*GOAL A*: Rewrite the paragraph in the wargame text that begins "Labyrinth won the Charles S. Roberts" in fewer words, keeping its main facts.
*GOAL B*: Find every line in the records that contains the string "paving" and copy each one. Case counts.

In 2010, GMT and designer Volko Ruhnke published Labyrinth: The War on Terror while the conflicts in both Iraq and Afghanistan were still occurring. Predictably, sound and fury ensued prior to publication, during publication, and post-publication. Many of the usual hobby horses were trotted out: “How can you do a game on a current war?”, “It’s not an accurate depiction of the nature of the conflict!”, “The game has a political viewpoint!” Yada,yada,yada.

Labyrinth won the Charles S. Roberts Best Post-WW2 Era Board Wargame in 2010. The game is the 53rd top-ranked wargame ever published [per BoardGameGeek], and just produced a recent expansion. So, Mr. Ruhnke proved, along with other designers, that one could cover an ongoing conflict well.

Challenges? Yeah…a few…
Some challenges with modeling an ongoing major European war in the first part of the 21st century:

1) PREMATURE LESSONS: Lessons drawn reflect what has been learned up to that point, which may prove to be actually the wrong inferences drawn from the conflict six months/six years/six decades from now.

2) FOG: Data/facts are incomplete; that fog of war thing thickens as proximity to conflict increases.

3) CHANGE: War has apparently changed, again!…There’s enhanced and expanded multi-domain war. For example, one in which images/pictures/field intelligence is uploaded to Twitter, crowdsourcing geeks pour over it/analyze it/amplify it, and it impacts the actual operational campaign and related information war – which in turn impacts the strategic will of the competing sides (for example, see #OSINTGuild224)…There’s a 24-7 integrated NATO/Ukraine intel net…And, the age of drones has arrived. Plus, there are changing economics. For example, consider one $78K Javelin missile (or a sub $1k drone!) destroying a $3M T-80 tank. That math won’t hunt.

*RECORDS SHOWN*:
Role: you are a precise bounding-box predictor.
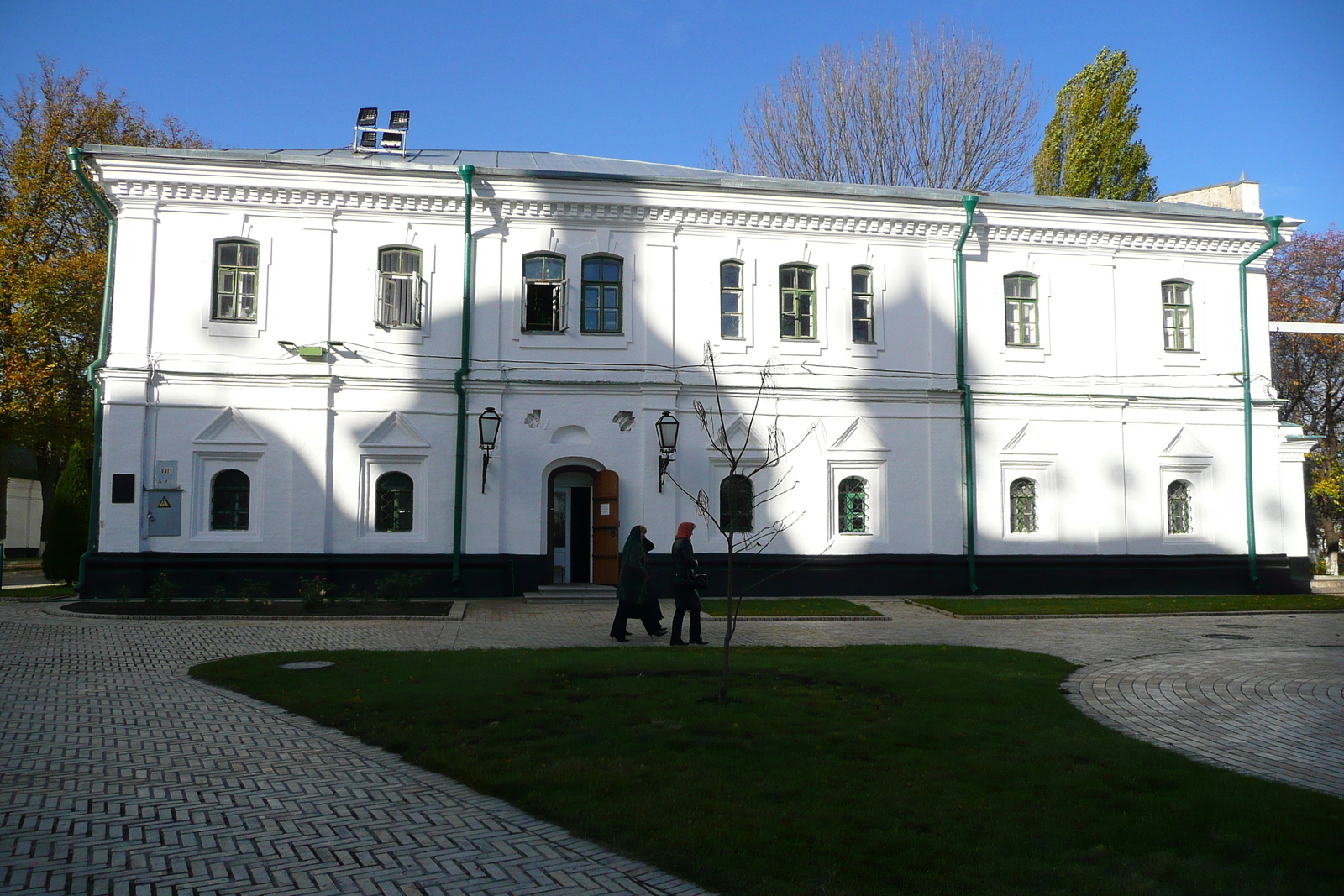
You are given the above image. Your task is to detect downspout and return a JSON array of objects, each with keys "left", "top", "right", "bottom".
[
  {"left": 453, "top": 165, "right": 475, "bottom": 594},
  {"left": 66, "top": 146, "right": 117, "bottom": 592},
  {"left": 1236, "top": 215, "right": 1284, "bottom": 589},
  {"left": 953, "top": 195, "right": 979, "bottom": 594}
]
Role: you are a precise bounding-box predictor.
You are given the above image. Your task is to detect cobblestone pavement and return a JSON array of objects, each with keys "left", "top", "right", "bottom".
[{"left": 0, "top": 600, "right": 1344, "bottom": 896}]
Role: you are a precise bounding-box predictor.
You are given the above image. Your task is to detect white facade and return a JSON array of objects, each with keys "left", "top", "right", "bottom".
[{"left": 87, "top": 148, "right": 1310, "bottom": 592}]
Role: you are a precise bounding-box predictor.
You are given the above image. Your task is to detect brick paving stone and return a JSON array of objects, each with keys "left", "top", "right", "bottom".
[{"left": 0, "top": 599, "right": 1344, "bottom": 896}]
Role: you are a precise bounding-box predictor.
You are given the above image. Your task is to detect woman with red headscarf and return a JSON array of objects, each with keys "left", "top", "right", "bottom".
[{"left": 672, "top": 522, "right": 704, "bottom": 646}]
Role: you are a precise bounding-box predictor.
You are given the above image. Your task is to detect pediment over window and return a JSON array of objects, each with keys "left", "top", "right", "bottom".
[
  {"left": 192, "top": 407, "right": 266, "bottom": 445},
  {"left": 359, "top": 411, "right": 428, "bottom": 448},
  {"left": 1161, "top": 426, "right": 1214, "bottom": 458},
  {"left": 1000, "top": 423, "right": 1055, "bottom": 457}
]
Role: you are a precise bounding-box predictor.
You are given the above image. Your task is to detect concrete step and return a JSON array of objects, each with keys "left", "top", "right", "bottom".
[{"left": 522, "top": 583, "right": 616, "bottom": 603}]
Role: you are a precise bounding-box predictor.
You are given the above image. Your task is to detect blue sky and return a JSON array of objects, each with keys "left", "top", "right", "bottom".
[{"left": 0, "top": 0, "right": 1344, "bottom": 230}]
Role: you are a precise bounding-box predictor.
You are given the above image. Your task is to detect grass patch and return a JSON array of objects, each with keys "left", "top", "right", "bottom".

*FULL OUTPUT A*: Labyrinth won the 2010 Charles S. Roberts Best Post-WW2 Era Board Wargame, ranks 53rd among all wargames on BoardGameGeek, and recently got an expansion. Mr. Ruhnke and other designers showed that a game could cover an ongoing conflict well.

*FULL OUTPUT B*:
You are given the above image. Your task is to detect brick paving stone and return a JSON array of objects, each with keys "left", "top", "right", "bottom".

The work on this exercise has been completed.